■ Task prompt: Retype only what runs from the line that contains "For every instance of the wheelchair in" through the last line of the listing below, both lines included.

[Object pointing dataset rows]

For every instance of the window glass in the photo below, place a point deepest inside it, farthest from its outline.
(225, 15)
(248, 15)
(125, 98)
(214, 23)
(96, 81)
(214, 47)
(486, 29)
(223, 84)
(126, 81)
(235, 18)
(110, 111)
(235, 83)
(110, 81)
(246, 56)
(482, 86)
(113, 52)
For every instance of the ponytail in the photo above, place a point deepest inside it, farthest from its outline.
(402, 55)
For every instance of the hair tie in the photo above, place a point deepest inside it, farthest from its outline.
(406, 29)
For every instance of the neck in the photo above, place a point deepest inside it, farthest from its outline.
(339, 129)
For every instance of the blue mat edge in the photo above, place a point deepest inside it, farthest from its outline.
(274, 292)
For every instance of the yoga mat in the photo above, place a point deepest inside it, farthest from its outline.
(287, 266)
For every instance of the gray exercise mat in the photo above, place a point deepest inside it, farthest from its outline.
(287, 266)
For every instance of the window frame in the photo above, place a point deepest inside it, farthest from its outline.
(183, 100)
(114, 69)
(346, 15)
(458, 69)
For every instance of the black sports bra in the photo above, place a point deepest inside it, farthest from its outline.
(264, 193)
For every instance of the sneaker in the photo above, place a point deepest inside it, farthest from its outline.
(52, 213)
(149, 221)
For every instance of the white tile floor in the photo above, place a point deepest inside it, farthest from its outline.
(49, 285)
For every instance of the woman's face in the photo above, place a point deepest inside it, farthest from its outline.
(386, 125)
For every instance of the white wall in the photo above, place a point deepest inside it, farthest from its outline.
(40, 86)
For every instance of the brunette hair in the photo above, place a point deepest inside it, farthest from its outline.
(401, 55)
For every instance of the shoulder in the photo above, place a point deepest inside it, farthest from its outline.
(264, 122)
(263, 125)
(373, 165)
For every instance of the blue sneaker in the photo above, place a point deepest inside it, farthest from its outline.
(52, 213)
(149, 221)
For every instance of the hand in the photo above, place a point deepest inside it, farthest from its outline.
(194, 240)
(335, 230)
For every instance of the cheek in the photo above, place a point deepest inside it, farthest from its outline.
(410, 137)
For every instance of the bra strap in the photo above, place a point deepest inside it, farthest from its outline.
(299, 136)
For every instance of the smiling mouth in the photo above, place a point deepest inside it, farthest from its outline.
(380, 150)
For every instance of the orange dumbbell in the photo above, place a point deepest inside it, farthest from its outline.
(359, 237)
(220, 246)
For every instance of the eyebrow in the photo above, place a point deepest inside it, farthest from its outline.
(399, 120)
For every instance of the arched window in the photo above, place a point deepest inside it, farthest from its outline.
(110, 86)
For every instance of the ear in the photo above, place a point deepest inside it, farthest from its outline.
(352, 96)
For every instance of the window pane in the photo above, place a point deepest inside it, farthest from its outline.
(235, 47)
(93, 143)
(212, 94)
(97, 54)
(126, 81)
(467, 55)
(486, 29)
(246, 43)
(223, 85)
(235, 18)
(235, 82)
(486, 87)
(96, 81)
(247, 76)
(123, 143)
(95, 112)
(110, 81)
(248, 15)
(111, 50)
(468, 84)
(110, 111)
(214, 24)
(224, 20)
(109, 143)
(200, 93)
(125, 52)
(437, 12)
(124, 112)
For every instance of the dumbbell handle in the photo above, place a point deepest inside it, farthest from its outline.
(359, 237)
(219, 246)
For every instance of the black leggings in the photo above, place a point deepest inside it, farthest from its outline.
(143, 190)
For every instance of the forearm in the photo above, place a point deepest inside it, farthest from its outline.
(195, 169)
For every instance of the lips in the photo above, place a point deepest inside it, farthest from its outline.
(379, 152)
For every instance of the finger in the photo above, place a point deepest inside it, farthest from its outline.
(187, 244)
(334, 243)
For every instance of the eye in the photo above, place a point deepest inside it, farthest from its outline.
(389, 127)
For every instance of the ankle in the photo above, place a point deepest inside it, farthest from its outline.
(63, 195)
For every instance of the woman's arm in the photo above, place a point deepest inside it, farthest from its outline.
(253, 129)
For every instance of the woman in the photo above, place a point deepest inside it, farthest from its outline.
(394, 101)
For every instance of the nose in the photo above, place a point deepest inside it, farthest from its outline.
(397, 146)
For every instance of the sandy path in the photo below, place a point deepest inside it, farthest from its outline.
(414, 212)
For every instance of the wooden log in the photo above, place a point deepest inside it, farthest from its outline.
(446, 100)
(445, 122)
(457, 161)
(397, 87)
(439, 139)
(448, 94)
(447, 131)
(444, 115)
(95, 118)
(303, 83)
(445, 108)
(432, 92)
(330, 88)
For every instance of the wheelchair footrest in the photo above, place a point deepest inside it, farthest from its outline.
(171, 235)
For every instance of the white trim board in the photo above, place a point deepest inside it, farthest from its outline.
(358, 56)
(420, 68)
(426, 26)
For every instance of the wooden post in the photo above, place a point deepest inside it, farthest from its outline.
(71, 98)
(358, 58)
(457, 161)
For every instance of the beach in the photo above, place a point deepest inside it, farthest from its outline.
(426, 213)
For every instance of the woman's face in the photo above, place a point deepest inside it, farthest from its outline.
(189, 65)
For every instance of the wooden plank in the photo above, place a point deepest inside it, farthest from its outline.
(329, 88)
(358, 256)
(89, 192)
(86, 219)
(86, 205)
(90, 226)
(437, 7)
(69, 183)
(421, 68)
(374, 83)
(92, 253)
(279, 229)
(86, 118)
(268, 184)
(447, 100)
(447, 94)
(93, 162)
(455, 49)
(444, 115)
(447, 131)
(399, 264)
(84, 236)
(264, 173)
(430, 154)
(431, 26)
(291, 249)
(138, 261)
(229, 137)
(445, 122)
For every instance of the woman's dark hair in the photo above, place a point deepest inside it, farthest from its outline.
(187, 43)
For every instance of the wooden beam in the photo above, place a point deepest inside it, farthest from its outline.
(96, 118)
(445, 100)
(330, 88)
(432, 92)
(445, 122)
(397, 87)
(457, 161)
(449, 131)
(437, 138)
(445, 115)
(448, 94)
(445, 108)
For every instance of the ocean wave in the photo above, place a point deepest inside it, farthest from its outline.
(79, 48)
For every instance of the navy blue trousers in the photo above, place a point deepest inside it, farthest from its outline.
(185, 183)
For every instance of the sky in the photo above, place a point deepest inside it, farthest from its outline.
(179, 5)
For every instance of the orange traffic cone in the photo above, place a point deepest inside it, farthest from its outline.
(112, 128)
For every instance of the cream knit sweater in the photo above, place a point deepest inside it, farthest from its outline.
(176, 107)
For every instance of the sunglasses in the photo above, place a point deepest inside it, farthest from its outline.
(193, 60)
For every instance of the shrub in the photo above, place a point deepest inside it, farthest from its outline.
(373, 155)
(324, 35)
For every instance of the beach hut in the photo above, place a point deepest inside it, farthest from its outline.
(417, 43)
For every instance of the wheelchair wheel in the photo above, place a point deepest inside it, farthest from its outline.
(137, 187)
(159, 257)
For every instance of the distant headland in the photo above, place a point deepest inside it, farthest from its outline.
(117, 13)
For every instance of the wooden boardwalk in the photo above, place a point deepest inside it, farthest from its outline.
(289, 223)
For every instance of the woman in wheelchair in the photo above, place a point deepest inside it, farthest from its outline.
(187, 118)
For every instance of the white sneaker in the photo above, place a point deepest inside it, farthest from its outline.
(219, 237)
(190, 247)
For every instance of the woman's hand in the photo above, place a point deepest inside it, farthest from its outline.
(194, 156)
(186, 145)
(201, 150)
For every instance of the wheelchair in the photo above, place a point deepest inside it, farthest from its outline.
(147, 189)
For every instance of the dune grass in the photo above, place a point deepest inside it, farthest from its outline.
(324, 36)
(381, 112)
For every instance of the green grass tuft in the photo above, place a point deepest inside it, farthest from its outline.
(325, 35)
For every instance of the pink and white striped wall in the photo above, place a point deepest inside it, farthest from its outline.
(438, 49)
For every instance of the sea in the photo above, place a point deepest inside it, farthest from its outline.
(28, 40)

■ Result of the exercise:
For every instance of the wheelchair in the photo above, place a point deepest inside it, farthest from its outline.
(147, 189)
For every instance of the dune grass in the photo above, place a point deepest inside it, farthest from its outline.
(324, 36)
(381, 112)
For every instance of the green grass tuft in the photo above, place a point deepest inside it, farthest from its outline.
(325, 35)
For every instance of the pink and white striped wall in the photo above, place a point deepest inside it, farthest from its outline.
(438, 49)
For every instance of the sea in the photo above, place a point deepest inside it, farthest from its outline.
(28, 40)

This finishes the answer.